**Zitierter Auszug:**
**********
16. , 17. und 18. Verhandlungstag im Prozess gegen die „Gruppe Freital“
1. Juni 2017 - 22:54 Uhr
Dokumentation des Prozessberichtes der Opferberatung des RAA Sachsen
Zu Beginn des Prozesstages übergeben die Nebenklage-Vertreter_innen dem Gericht einen Katalog mit Fragen zur Einlassung Patrick F.s. Danach wird die Vernehmung von KHK R. fortgeführt. Seine Einvernahme am 28. März 2017 musste wegen der Erkrankung des Angeklagten Justin S. unterbrochen werden.
Der Zeuge berichtet über die Beschuldigtenvernehmung des Angeklagten Sebastian W. Der Polizist erinnert sich, dass Sebastian W. nicht sehr gesprächig gewesen sei und von sich aus nichts über die gestellten Fragen hinaus beantwortet habe. Die Befragung sei „zäh“ verlaufen, auch das Gericht stellt fest, sie sei „eher kurz, angesichts der Vorwürfe.“ W. habe zum Anschlag Overbeckstraße gesagt, dass er gegen 21:45 Uhr mit seiner Freundin am Protestcamp in Übigau gewesen sei. Da aber sonst niemand da gewesen wäre, seien sie wieder weggefahren. Vom Überfall selbst habe er nichts gewusst, es habe dazu auch keine Kommunikation im Chat gegeben.
Hinsichtlich des Anschlags Wilsdruffer Straße habe Sebastian W. eingeräumt, dass er das Fluchtauto gefahren habe. Bei einem Treffen an der ARAL hätten Maria K., Justin S., Timo S., Mike S., Philipp W. und er selbst besprochen, dass man etwas „gegen Ausländer“ unternehmen müsse. Sebastian W. habe behauptet, sie hätten nur die Fenster der Wohnung zerstören wollen. Entdeckt hätten sie die Wohnung zwei Wochen vorher. An der Tankstelle hätten sie auch festgelegt, wer „Böller“, C6 oder C12, und Klebeband mitbringt und dass man sich in der Nähe einer Schule wieder treffe.
Zwischenzeitlich sei Sebastian W. nochmal nach Hause gefahren, auf dem Weg zum verabredeten Treffpunkt sei er an der Wohnung in der Wilsdruffer Straße vorbeigefahren und habe drinnen sowohl Licht, als auch Leute gesehen. Nach dem Treffen seien Mirjam K. und Maria K. zu McDonalds gefahren, während Patrick F., Justin S. und Philipp W. über das Feld von hinten an das Zielgebäube herangeschlichen seien und Sebastian W. im Wagen gewartet habe. Er habe drei Explosionen in kurzem Abstand gehört, schon davor habe er die drei rennen gesehen. Sie seien zu ihm ins Auto gestiegen, Patrick F. habe er zu seinem eigenen PKW gefahren, die anderen beiden jeweils zu ihren Wohnungen.
**********
[Lokalisierungsdaten mit einem Punkt pro Instanz]
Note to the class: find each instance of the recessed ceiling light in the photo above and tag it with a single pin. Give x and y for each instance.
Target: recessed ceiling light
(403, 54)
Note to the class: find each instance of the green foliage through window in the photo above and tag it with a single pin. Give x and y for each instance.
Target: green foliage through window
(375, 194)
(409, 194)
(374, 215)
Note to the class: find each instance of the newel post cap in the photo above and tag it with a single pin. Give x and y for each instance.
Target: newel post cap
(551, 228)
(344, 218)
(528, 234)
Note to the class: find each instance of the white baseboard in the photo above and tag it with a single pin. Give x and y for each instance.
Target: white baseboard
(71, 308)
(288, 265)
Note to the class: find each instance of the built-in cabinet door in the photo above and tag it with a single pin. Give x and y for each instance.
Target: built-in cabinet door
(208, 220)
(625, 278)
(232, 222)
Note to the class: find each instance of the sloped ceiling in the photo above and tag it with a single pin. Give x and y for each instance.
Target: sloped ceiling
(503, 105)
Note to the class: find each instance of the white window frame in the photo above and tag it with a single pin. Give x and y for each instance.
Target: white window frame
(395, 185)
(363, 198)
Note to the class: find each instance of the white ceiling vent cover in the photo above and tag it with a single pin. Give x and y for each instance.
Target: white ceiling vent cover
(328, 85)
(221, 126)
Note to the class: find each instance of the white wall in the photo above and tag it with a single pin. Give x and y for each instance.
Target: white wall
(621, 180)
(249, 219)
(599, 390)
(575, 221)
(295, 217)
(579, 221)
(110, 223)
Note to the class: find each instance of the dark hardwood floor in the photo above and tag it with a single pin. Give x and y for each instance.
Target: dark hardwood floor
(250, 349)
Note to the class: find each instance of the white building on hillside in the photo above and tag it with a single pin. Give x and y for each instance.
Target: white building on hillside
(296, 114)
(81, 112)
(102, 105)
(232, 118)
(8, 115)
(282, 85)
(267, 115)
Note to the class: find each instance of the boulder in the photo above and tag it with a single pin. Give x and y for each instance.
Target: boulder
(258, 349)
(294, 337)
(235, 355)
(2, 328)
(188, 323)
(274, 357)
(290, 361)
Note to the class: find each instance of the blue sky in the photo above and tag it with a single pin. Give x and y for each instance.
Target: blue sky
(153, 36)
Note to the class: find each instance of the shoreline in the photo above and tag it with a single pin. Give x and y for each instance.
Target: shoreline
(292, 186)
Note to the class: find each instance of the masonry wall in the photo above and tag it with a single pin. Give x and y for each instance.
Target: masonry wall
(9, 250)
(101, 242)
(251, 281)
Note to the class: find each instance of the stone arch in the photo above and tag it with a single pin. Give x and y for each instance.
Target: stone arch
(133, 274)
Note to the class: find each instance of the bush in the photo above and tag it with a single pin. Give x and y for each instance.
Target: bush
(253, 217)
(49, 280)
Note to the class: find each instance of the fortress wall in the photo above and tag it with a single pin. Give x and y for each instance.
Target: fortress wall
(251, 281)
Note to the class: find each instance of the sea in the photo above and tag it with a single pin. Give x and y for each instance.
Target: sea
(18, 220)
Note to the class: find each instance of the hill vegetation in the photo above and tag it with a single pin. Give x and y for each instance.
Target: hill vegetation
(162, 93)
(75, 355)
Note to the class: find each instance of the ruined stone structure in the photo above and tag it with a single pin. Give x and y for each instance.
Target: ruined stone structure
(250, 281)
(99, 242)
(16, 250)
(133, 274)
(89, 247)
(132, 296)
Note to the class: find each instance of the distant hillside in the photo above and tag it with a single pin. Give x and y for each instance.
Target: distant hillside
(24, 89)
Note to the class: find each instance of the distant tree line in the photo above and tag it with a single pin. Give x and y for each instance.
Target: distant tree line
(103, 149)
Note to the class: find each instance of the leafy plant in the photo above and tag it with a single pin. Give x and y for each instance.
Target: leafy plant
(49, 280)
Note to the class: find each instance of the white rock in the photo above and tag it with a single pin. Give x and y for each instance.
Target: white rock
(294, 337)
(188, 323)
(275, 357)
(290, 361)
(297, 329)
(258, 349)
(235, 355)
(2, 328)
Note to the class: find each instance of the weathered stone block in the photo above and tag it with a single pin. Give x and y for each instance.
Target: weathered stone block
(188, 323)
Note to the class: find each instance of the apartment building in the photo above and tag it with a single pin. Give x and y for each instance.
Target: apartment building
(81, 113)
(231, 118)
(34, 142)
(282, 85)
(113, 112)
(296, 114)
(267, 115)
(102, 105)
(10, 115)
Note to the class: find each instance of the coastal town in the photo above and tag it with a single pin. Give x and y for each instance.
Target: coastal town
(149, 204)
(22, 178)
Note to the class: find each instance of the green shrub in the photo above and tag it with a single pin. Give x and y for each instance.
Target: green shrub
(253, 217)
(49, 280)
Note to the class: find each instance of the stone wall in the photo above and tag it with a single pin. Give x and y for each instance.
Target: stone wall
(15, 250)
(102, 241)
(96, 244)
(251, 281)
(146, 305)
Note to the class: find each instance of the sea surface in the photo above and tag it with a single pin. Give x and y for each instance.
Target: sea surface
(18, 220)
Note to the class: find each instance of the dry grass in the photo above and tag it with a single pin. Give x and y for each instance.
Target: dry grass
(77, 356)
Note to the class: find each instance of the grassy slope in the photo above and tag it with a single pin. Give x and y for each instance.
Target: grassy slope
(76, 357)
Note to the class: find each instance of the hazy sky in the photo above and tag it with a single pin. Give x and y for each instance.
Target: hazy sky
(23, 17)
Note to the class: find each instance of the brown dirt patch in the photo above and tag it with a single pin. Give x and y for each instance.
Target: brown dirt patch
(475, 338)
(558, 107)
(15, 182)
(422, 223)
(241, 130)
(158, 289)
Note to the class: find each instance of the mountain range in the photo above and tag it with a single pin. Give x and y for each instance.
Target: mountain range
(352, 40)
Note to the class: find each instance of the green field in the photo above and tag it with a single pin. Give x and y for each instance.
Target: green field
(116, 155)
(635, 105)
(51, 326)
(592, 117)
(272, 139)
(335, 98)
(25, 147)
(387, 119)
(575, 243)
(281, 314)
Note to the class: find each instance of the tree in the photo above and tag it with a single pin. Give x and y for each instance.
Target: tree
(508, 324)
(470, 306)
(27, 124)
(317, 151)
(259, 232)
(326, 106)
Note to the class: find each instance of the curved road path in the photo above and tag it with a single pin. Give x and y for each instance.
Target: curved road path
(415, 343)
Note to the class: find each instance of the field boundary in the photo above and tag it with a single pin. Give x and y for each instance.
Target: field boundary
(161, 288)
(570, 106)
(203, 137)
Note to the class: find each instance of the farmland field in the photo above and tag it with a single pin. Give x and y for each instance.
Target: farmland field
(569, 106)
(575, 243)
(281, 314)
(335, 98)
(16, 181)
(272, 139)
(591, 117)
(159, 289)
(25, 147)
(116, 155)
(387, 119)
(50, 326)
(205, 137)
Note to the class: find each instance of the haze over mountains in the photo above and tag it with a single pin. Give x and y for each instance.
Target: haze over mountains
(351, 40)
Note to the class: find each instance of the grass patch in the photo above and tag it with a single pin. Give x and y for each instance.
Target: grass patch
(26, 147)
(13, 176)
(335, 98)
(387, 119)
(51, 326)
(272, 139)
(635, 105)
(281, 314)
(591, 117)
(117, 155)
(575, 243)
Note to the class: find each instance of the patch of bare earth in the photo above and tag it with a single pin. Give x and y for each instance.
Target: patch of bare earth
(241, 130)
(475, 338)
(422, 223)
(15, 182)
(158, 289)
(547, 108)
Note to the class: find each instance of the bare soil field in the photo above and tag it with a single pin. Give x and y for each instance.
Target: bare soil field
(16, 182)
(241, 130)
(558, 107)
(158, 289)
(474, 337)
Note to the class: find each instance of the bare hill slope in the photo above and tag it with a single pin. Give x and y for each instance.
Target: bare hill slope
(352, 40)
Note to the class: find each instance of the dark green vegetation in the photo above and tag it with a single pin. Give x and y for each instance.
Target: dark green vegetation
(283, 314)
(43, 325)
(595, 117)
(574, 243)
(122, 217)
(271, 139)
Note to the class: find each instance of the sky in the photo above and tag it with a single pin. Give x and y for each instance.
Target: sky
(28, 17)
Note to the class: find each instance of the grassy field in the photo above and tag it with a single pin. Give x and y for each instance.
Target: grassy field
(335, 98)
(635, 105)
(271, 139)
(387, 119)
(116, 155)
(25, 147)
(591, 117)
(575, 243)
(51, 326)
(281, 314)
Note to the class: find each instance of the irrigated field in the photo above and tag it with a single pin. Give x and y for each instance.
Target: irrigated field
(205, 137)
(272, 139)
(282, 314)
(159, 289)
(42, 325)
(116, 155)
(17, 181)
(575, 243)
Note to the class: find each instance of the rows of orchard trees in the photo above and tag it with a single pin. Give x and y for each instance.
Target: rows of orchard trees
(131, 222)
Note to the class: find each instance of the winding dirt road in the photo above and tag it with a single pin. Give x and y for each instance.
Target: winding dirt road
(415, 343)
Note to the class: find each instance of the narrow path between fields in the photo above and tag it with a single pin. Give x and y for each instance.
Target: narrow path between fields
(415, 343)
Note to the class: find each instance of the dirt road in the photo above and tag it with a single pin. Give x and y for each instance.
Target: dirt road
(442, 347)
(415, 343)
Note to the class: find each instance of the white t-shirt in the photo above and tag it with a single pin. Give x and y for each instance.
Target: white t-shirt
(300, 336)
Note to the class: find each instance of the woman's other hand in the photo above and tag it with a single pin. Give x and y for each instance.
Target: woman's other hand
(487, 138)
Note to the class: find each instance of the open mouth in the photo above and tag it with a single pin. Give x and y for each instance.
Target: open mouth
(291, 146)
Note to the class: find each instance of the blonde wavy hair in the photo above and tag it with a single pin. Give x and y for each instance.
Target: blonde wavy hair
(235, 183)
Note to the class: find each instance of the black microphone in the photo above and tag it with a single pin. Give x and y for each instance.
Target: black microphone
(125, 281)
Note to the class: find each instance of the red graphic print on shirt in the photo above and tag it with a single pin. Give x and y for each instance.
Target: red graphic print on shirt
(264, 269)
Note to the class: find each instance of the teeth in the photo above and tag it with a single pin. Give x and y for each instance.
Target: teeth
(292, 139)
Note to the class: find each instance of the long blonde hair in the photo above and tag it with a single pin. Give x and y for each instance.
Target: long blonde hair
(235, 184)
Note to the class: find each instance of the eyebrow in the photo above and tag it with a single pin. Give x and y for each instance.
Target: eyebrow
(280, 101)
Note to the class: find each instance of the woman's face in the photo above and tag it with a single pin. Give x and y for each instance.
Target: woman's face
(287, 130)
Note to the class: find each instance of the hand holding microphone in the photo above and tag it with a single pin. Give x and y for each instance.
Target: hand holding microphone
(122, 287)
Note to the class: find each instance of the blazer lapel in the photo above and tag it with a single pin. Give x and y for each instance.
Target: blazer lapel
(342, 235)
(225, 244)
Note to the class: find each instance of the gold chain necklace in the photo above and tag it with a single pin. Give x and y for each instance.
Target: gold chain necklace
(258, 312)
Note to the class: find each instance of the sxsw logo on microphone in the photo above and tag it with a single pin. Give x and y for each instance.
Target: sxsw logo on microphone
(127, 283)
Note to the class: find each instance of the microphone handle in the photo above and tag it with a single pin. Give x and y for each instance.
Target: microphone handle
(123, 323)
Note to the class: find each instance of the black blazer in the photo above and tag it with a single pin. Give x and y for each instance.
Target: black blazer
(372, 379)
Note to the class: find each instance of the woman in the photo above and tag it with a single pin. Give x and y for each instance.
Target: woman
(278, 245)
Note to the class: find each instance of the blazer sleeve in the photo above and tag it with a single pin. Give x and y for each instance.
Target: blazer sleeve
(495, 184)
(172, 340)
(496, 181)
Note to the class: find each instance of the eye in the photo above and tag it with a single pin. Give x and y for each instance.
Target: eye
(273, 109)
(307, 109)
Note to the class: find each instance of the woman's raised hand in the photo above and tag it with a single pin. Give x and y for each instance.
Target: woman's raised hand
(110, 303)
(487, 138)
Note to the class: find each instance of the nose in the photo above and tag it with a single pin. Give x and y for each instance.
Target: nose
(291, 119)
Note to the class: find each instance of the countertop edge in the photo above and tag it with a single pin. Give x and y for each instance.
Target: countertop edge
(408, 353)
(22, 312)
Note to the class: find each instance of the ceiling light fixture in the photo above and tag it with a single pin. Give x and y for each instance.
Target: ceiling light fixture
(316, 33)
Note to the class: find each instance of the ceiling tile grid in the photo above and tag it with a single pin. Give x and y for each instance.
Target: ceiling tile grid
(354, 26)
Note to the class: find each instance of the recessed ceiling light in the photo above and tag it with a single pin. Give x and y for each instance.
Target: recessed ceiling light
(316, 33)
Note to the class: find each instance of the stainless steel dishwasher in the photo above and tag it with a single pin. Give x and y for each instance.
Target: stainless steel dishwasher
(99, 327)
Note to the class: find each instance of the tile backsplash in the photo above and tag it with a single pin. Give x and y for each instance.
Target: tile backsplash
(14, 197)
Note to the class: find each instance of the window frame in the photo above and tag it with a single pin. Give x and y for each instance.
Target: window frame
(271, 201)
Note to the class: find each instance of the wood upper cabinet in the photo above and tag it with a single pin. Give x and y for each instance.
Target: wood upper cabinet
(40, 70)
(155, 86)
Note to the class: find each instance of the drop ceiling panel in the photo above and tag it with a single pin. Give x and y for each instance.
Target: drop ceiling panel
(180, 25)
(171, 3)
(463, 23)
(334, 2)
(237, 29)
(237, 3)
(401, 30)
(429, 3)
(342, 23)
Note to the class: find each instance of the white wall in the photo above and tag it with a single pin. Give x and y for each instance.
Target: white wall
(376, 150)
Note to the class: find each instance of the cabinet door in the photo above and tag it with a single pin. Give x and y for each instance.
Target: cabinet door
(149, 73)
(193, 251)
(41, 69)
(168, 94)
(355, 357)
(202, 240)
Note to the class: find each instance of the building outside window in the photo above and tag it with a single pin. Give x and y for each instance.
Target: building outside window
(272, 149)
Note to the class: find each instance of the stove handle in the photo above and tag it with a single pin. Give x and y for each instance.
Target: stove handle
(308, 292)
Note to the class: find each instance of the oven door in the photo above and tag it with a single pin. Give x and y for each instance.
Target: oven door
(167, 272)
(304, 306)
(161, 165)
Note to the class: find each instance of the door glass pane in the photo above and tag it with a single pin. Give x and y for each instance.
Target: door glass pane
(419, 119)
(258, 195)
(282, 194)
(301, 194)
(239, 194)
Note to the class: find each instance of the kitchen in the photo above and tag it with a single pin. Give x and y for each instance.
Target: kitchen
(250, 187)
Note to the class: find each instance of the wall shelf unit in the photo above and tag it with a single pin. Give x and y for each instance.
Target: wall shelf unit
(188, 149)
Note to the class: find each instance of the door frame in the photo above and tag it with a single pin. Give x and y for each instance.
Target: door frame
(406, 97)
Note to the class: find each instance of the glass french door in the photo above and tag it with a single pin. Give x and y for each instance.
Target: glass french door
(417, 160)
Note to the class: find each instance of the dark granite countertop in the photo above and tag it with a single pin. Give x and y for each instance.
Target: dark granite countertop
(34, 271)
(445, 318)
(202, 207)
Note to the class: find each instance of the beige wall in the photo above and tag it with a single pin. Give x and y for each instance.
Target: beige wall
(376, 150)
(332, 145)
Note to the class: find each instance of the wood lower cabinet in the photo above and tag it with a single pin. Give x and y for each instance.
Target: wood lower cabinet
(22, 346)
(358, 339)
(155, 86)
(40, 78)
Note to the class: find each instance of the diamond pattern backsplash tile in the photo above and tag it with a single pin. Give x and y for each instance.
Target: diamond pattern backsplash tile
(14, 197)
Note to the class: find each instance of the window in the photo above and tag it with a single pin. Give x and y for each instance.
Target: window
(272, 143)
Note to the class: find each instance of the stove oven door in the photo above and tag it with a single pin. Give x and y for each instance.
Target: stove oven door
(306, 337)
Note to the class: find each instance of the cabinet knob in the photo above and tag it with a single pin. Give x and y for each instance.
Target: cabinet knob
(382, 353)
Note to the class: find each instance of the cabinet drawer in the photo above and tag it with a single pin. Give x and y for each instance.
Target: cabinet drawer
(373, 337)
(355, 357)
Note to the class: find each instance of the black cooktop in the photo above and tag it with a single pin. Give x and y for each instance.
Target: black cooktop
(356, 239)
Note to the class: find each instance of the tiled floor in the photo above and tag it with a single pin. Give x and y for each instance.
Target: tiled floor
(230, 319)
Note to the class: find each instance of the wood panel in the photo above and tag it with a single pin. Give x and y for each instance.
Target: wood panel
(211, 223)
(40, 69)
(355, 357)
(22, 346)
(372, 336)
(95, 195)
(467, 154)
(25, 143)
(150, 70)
**********
**Anhand der Angaben:**
**a)** Wiederhole aus dem Prozessbericht wortgetreu den Abschnitt von „Zwischenzeitlich sei Sebastian“ bis einschließlich „zu ihren Wohnungen.“.
**b)** Setze den Prozessbericht über die „Gruppe Freital“ im Anschluss an seinen letzten Satz fort.
Die Einträge werden für die Bearbeitung nicht gebraucht.

**Schriftliche Antworten:**
**a)**
Zwischenzeitlich sei Sebastian W. nochmal nach Hause gefahren, auf dem Weg zum verabredeten Treffpunkt sei er an der Wohnung in der Wilsdruffer Straße vorbeigefahren und habe drinnen sowohl Licht, als auch Leute gesehen. Nach dem Treffen seien Mirjam K. und Maria K. zu McDonalds gefahren, während Patrick F., Justin S. und Philipp W. über das Feld von hinten an das Zielgebäube herangeschlichen seien und Sebastian W. im Wagen gewartet habe. Er habe drei Explosionen in kurzem Abstand gehört, schon davor habe er die drei rennen gesehen. Sie seien zu ihm ins Auto gestiegen, Patrick F. habe er zu seinem eigenen PKW gefahren, die anderen beiden jeweils zu ihren Wohnungen.

**b)**
Timo S. sei in der Vernehmung als „treibender Keil“ bezeichnet worden, erinnert sich der Zeuge. Sebastian W. habe auch gesagt, dass Timo S. „bei dem Thema“ schon eskaliere. Näheres habe die Befragung aber nicht ergeben, berichtet der Zeuge. Eine Aussage von Sebastian W., dass Timo S. die Aktion an der Wilsdruffer Straße als »sinnlos« bezeichnet habe, habe es nicht gegeben. Niemand habe der geplanten Aktion widersprochen. Der Beamte berichtet, er habe von Sebastian W. nicht den Eindruck gehabt, dass er „der große Rechtsextremist“ sei, er habe aber auch vermutet, dass W. noch mehr wisse, als er in der Vernehmung gesagt habe. Damit wird der Zeuge nach einer guten Stunde entlassen.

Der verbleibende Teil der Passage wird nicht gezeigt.